• _DOCUMENT EXCERPT_:

- Consensus secondary structure and sequence conservation of HOLDH RNA

Identifiers
- Symbol: HOLDH
- Rfam: RF02997

Other data
- RNA type: Gene; sRNA
- SO: SO:0001263
- PDB structures: PDBe

= HOLDH RNA motif =

The Human, Oral, Large, Distant to HINT RNA motif (also HOLDH RNA motif) is a conserved RNA structure that was discovered by bioinformatics.
HOLDH motif RNAs are found exclusively in metagenomic sequences, especially those derived from human supragingival dental plaque and on the tongue.

HOLDH RNAs likely function in trans as small RNAs. In comparison to other bacterial small RNAs, they are located relatively far from the neighboring protein-coding genes (at least hundreds of base pairs). This extra non-coding sequence could form additional structure of HOLDH RNAs, but it is uncertain whether or not this is the case. The genes nearby to HOLDH RNAs are extremely similar, suggesting that the sequences are very closely related, which can hamper efforts to predict a conserved secondary structure using covariation (Biology). A gene encoding the HINT protein domain is consistently located nearby to HOLDH RNAs. However, given the high similarity between available examples of the HOLDH RNA motif, it is unclear how significant the HINT association is.

• _RECORDED INFORMATION_:
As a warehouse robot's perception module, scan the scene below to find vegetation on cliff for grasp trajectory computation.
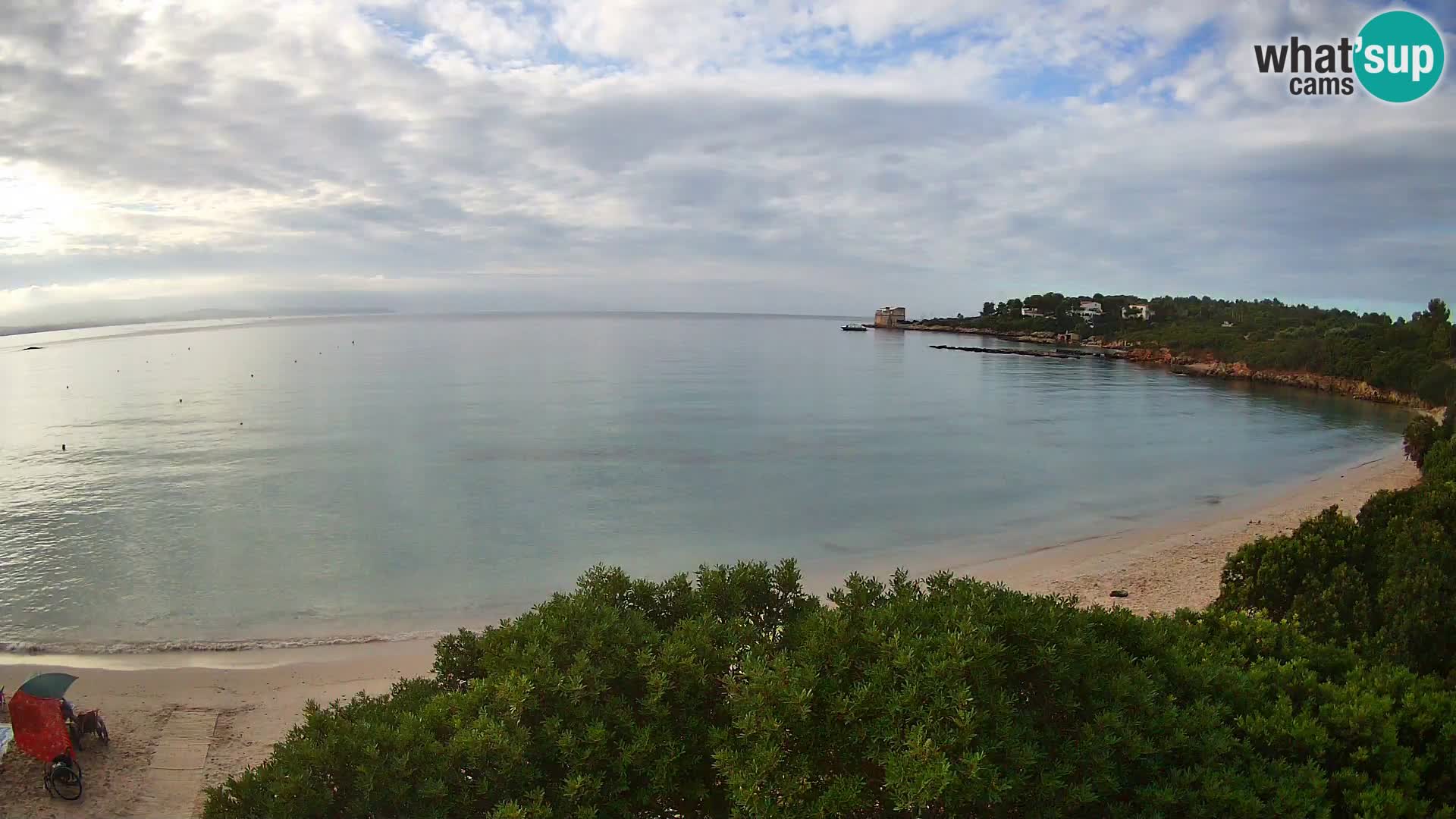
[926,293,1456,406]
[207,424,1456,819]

• _WHAT THE TASK REQUIRES_:
In the text on the HOLDH RNA motif, which protein domain is encoded by a gene consistently found near HOLDH RNAs?

• _PROBLEM SOLUTION_:
The HINT protein domain.